Resume the article on caring for and propagating hens and chicks, picking up right after its last sentence.

» **READING PASSAGE**:
[Start of section]

How do you care for hens and chicks?
The care of the hens and chicks can be summarized in a few sentences. Watering is only necessary in extremely dry periods. When watering, do not let the water settle on the rosettes, but moisten only the soil. If moisture collects between the leaves, rot is inevitable. Cut off rotten or faded rosettes regularly with a knife.
Heavily hairy hens and chicks, e.g. cobweb houseleek (Sempervivum arachnoideum), is to be covered with a pane of glass to protect it from moisture in winter. Fertilization is hardly necessary for the extremely modest hens and chicks. Occasional or weak fertilization can only improve growth in forms with particularly large rosettes.
How do you propagate hens and chicks?
The easiest way to multiply hens and chicks is through division in spring. Part of the cushion is cut off and moved to a new, equal place. Side rosettes can also be removed and rooted in the propagation soil during spring.
How to separate hens and chicks plants?
The chicks (offsets or offshoots) are usually small, fully formed plants. These arise from the main shoot of the mother plant (hen) and are used for vegetative reproduction. In succulents, they sometimes also grow at the end of a short side shoot. The offshoots in hens and chicks are connected to the mother plant at the base.
When propagating with offsets you should make sure that the offsets have already reached a sufficient size and have some well-developed leaves before being separated from the mother plant. When the selected offshoot has reached the right size, carefully separate it from the mother plant with a sharp knife disinfected in spirit (alcohol). Make the cut as close as possible to the main shoot of the mother plant without damaging it too much.
Place the separated offshoot a few centimeters deep in the potting soil and press on carefully from all sides. Larger and top-heavy chicks can be protected from falling over with a bamboo stick until they have sufficient roots.

[End of section]

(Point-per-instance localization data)
[Start of section]

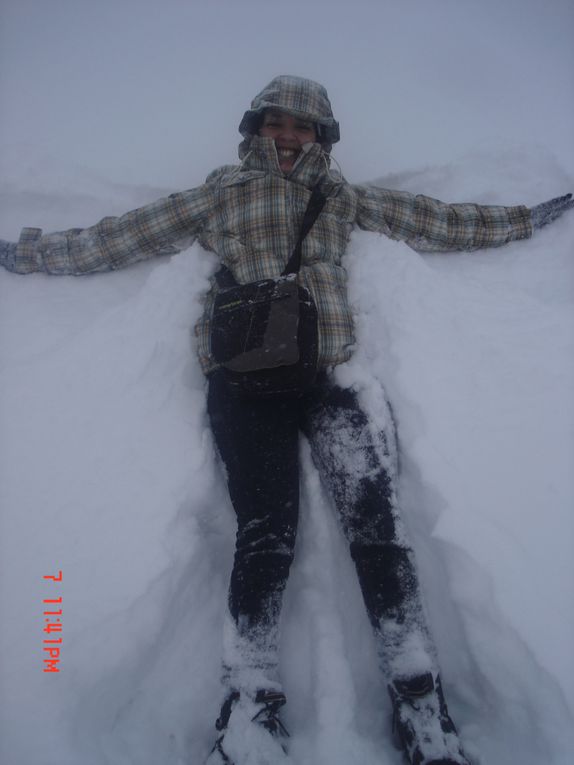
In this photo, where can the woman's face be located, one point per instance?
(289, 134)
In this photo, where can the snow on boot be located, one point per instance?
(251, 731)
(422, 726)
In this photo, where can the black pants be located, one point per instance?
(258, 443)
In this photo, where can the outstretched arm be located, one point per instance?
(161, 228)
(429, 225)
(546, 212)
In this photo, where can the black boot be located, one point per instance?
(422, 726)
(248, 725)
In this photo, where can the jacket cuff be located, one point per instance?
(27, 251)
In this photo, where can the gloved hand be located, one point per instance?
(8, 255)
(548, 211)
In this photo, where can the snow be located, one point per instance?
(108, 473)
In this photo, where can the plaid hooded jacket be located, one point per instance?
(250, 215)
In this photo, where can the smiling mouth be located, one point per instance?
(287, 154)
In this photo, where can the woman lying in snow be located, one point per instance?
(264, 387)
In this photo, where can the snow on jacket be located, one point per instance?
(250, 215)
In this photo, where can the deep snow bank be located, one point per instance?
(108, 474)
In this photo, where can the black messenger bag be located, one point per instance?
(264, 334)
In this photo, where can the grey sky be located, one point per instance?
(151, 92)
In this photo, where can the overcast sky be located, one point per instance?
(152, 91)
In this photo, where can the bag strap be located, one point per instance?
(225, 278)
(314, 207)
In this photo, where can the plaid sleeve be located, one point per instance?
(161, 228)
(429, 225)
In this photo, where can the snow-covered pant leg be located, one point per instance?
(258, 443)
(358, 463)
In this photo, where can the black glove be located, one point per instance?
(8, 255)
(549, 211)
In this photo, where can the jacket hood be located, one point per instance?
(298, 96)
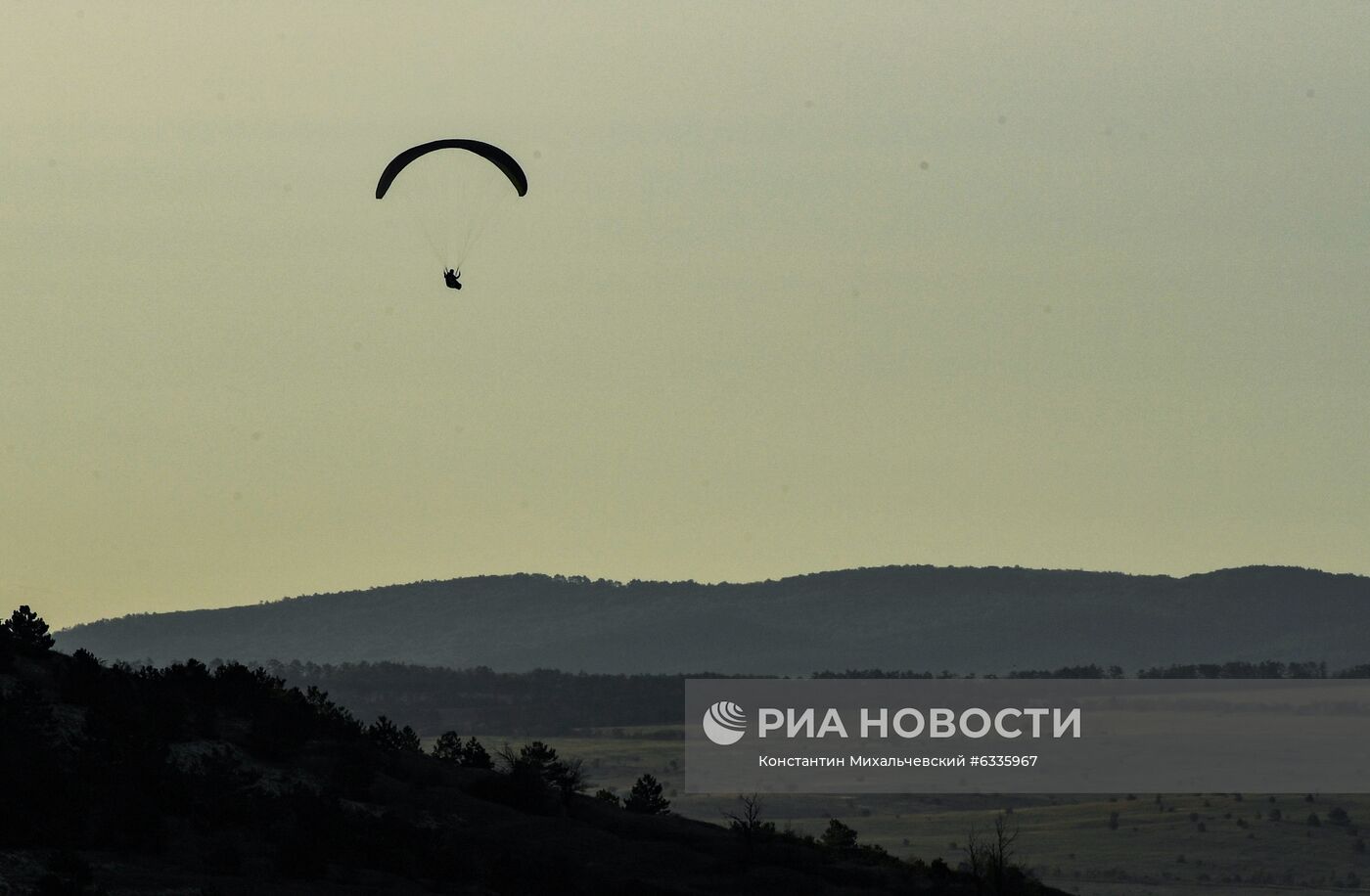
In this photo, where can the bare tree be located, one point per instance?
(990, 855)
(749, 823)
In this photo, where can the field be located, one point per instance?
(1180, 843)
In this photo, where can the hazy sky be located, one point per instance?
(795, 287)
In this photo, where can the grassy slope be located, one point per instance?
(1066, 838)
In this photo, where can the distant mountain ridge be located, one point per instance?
(896, 616)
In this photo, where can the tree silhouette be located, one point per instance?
(26, 630)
(469, 755)
(389, 736)
(646, 797)
(839, 836)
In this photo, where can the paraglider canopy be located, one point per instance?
(500, 159)
(451, 198)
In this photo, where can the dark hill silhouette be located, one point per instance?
(225, 782)
(903, 616)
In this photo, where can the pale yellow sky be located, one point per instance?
(736, 329)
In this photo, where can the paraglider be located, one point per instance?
(452, 195)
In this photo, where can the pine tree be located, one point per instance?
(646, 797)
(27, 632)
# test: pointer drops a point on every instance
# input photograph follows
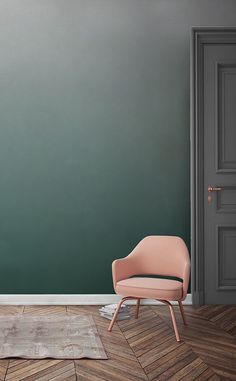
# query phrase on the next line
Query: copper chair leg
(182, 312)
(137, 309)
(117, 311)
(172, 317)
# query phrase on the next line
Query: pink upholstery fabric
(150, 288)
(160, 255)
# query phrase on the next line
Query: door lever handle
(214, 189)
(210, 190)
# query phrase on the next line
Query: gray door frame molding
(200, 36)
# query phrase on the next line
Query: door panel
(220, 172)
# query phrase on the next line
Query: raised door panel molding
(226, 199)
(226, 270)
(225, 116)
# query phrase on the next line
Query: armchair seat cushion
(151, 288)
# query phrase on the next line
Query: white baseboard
(73, 299)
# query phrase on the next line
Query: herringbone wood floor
(143, 349)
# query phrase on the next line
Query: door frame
(200, 36)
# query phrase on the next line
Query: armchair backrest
(162, 255)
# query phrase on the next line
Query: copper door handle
(210, 190)
(214, 189)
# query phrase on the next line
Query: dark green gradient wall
(94, 134)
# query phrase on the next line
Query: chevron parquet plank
(216, 347)
(142, 349)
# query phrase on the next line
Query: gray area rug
(58, 336)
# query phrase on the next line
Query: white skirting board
(72, 299)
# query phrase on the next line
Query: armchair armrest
(122, 268)
(186, 275)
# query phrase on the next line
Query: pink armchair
(154, 255)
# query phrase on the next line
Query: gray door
(219, 167)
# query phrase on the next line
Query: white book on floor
(120, 314)
(119, 317)
(112, 308)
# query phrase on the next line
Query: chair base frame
(137, 312)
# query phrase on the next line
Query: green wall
(94, 134)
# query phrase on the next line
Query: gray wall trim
(199, 37)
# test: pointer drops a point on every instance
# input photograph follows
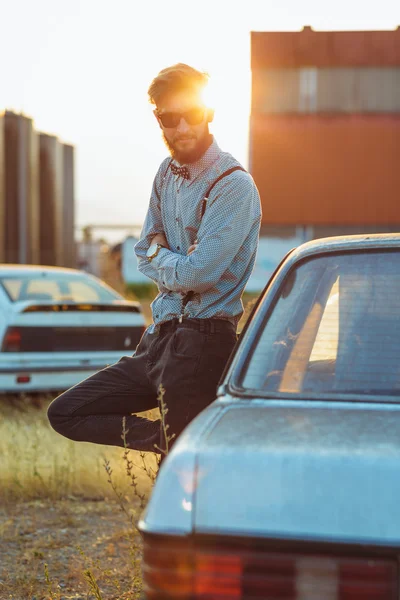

[End of section]

» **TASK ANSWER**:
Water the substrate sparingly until it starts rooting, which is evident from the first new shoot. The potting soil should only be slightly moist. If you keep the potting soil too wet at the beginning, the offsets will not grow but only rot away. A temperature range of 19 to 23°C is ideal for rooting most hens and chicks offsets.
In the beginning, the newly planted chicks must not be exposed to direct sunlight. As the roots are still missing or only sparsely developed, the young plants are not yet able to meet the increased water requirements caused by the sun. Therefore, give the offshoots a location with medium light conditions until the roots are formed.
Growing hens and chicks from seed
If you are patient, you can try hens and chicks seed propagation. The best time to sow is from the end of December to February, because the succulent plant is one of the winter growers.
To begin, sow the fine seeds in slightly moist soil and place the growing containers outdoors.
You can also break the seed dormancy all year round in the refrigerator. Put the seeds sown in moist soil in a bag in the vegetable drawer of your refrigerator for several weeks.
What types of hens and chicks are there?
Pure types are less common than the numerous varieties of hens and chicks. There is an unmanageable variety of cultural forms, because they cross each other very willingly and always form new hybrids.
- Sempervivum arachoideum (cobweb houseleek) – distinctive species with cobweb-like hairs over the rosettes. Sensitive to winter wetness.
- Sempervivum giuseppii – vigorous houseleek from SW Europe with small, spherical rosettes
- Sempervivum montanum (mountain houseleek) – native species from Central Europe with star-shaped rosettes. Tends to hybridize.
- Sempervivum tectorum (common houseleek) – Well-known and widespread species with open, green rosettes that overflow with purple.
Are hens and chicks plants poisonous?
Hens and chicks plants are not poisonous, but like other thick leaf plants, if overdosed, it can lead to vomiting, nausea and mild symptoms of poisoning.